Start EXERCISE MATERIALS

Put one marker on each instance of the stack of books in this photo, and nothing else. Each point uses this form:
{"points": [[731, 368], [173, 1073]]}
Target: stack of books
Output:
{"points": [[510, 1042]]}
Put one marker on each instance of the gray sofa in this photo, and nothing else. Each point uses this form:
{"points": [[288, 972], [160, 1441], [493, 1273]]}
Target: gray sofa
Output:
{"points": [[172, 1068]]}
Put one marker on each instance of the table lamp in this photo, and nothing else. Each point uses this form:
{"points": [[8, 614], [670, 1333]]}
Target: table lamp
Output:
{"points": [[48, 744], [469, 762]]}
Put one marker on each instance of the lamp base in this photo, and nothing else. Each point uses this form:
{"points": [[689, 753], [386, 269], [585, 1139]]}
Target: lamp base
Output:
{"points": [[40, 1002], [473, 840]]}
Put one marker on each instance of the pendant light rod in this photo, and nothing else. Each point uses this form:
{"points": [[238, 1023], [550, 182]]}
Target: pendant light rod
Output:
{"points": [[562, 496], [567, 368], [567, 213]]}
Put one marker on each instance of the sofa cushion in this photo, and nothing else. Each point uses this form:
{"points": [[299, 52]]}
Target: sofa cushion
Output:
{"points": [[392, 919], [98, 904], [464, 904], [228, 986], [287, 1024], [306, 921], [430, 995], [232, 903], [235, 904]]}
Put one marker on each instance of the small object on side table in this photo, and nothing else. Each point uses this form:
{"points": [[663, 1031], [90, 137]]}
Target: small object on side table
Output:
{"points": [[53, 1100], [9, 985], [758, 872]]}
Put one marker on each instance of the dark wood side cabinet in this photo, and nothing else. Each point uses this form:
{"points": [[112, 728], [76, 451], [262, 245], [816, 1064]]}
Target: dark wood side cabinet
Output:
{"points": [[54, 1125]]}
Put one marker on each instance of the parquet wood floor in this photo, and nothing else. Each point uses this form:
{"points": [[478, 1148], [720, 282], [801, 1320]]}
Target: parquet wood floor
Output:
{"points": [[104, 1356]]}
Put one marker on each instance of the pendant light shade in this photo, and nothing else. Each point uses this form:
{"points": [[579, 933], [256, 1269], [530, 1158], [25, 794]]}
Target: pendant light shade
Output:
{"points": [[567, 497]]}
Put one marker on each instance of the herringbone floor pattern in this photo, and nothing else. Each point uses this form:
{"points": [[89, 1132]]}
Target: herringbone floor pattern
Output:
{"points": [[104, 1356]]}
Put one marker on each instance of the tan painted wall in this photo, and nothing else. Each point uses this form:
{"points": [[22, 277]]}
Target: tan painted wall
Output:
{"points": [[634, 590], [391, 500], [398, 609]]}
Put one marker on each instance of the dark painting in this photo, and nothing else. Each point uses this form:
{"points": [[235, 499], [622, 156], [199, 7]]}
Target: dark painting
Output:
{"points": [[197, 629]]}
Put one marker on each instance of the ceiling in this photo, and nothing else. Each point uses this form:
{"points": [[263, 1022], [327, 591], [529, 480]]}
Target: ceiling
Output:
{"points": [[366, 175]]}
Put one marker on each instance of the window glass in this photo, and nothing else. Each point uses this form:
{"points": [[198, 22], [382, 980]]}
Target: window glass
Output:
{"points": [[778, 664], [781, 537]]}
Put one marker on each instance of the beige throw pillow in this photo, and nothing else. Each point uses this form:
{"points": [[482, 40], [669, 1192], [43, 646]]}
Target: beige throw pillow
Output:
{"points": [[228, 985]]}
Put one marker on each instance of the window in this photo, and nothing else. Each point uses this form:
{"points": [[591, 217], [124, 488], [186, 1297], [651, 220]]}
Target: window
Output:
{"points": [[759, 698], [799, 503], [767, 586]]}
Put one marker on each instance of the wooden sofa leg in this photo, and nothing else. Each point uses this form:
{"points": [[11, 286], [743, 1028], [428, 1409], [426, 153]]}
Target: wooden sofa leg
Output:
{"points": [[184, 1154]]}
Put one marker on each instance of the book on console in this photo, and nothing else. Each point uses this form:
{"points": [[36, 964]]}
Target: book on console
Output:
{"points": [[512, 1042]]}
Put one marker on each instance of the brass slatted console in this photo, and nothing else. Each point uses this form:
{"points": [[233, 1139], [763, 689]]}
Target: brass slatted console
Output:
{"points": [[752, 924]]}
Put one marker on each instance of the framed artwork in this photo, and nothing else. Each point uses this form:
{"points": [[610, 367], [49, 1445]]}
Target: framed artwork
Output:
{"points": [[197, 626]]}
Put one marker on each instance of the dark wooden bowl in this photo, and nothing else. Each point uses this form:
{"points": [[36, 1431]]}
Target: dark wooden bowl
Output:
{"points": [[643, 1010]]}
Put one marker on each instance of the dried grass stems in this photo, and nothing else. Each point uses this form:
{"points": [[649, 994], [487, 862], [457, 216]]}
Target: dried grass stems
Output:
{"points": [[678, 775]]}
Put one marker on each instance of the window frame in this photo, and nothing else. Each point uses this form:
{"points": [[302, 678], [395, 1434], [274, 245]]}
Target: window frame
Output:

End EXERCISE MATERIALS

• SHORT PROBLEM
Transcribe the entire listing above precisely.

• ANSWER TO THE PROBLEM
Put one marker on each instance of the stack of books in this photo, and nothing else. Each point uses this form:
{"points": [[731, 368], [173, 1073]]}
Target: stack of books
Output:
{"points": [[510, 1042]]}
Put one marker on each instance of the gray sofa in this photo, and nothing else. Each point uses this form:
{"points": [[288, 972], [160, 1441], [493, 1273]]}
Target: gray sofa
Output:
{"points": [[172, 1068]]}
Put one marker on each instance of the table lamp in this photo, and nothing else. Each point uses this form:
{"points": [[8, 614], [670, 1333]]}
Target: table lamp
Output:
{"points": [[48, 744], [469, 762]]}
Put one marker on each instance of the lamp base in this photo, and nothing else. Each point uses this form:
{"points": [[689, 753], [386, 269], [585, 1139]]}
Target: lamp base
Output:
{"points": [[40, 1002], [473, 840]]}
Put one marker on each instance of the pendant light rod in this photo, and nothing else. Each point uses this form:
{"points": [[238, 1023], [550, 182]]}
Target: pendant light rod
Output:
{"points": [[562, 496], [567, 368], [567, 213]]}
Put one marker on each instance of the sofa cushion in this photo, and nothing else. Each point uses this form:
{"points": [[299, 52]]}
Target: sofa cushion
Output:
{"points": [[392, 919], [98, 904], [464, 904], [228, 986], [287, 1024], [306, 921], [430, 995], [232, 903], [235, 904]]}
Put one marker on each instance of the small object on side table in this photo, and nothing else. Each point uses this form:
{"points": [[663, 1031], [90, 137]]}
Target: small object on side table
Output:
{"points": [[53, 1100], [9, 985], [758, 872]]}
Put one marker on each instance of the dark wood side cabinet in this photo, and nothing else. Each point uses this form:
{"points": [[112, 728], [76, 451], [262, 245], [816, 1064]]}
Target: dark wood side cabinet
Output:
{"points": [[54, 1125]]}
Put one marker on each instance of the parquet wood floor in this photo, and nothing else. Each point uses this form:
{"points": [[478, 1148], [720, 282], [801, 1320]]}
Target: parquet wood floor
Output:
{"points": [[104, 1356]]}
Put one marker on each instance of the pendant light shade in this photo, and nothing else. Each point uses this form:
{"points": [[579, 933], [256, 1269], [530, 1158], [25, 794]]}
Target: pendant light shade
Output:
{"points": [[567, 497]]}
Put one marker on each instance of the herringbone floor pattern in this photo, and nothing else. Each point uses this form:
{"points": [[89, 1132]]}
Target: herringbone floor pattern
Output:
{"points": [[104, 1356]]}
Put one marker on each instance of the tan painted wall in this photo, and nothing else. Each point uses this form:
{"points": [[22, 277]]}
Target: tan painted wall
Output:
{"points": [[634, 590], [391, 500], [398, 609]]}
Put one marker on each instance of the dark painting in this photo, and nothing else. Each point uses this form:
{"points": [[235, 499], [622, 156], [199, 7]]}
Target: dark painting
Output:
{"points": [[197, 629]]}
Put one marker on each instance of the ceiling in this photo, and nothing else. Each point uses this form:
{"points": [[263, 1022], [327, 591], [529, 480]]}
Target: ceiling
Output:
{"points": [[366, 175]]}
Put one marker on each instance of the window glass in this photo, and nothing else. Each point uses this form:
{"points": [[198, 22], [382, 980]]}
Target: window glass
Output:
{"points": [[778, 664], [781, 537]]}
Put one marker on each instance of the beige throw pillow in this photo, and nothing else. Each point uses this form:
{"points": [[482, 40], [669, 1192], [43, 646]]}
Target: beige throw pillow
Output:
{"points": [[228, 985]]}
Put one marker on each instance of the window in this photo, and nothing else. Each point uses this form:
{"points": [[591, 217], [124, 488], [186, 1297], [651, 220]]}
Target: window
Output:
{"points": [[759, 698], [799, 503], [767, 586]]}
Put one marker on each instance of the wooden sofa leg in this photo, and nothing else. Each point uses this form:
{"points": [[11, 286], [743, 1028], [428, 1409], [426, 153]]}
Target: wooden sofa leg
Output:
{"points": [[184, 1154]]}
Put one marker on each instance of the book on console in this photo, and nothing else. Each point uses this form:
{"points": [[36, 964]]}
Target: book on console
Output:
{"points": [[512, 1042]]}
Put one marker on each instance of the brass slatted console in this photo, and nothing else. Each point uses this form:
{"points": [[233, 1139], [763, 689]]}
Target: brass slatted console
Output:
{"points": [[752, 924]]}
Put one marker on each instance of the framed artwork in this photo, and nothing else. Each point uses this form:
{"points": [[610, 367], [49, 1445]]}
Target: framed artwork
Output:
{"points": [[197, 626]]}
Put one marker on each instance of the dark wooden bowl in this photo, and nothing else. Each point uses this form:
{"points": [[36, 1431]]}
Target: dark wooden bowl
Output:
{"points": [[643, 1010]]}
Put one marker on each instance of the dried grass stems in this photo, and nothing else. Each point uses this form:
{"points": [[649, 994], [487, 862], [457, 216]]}
Target: dried grass stems
Output:
{"points": [[678, 775]]}
Put one marker on each instance of the window frame in this photo, and nothing else. Each point uses this form:
{"points": [[302, 678], [395, 1434], [274, 245]]}
Target: window frame
Output:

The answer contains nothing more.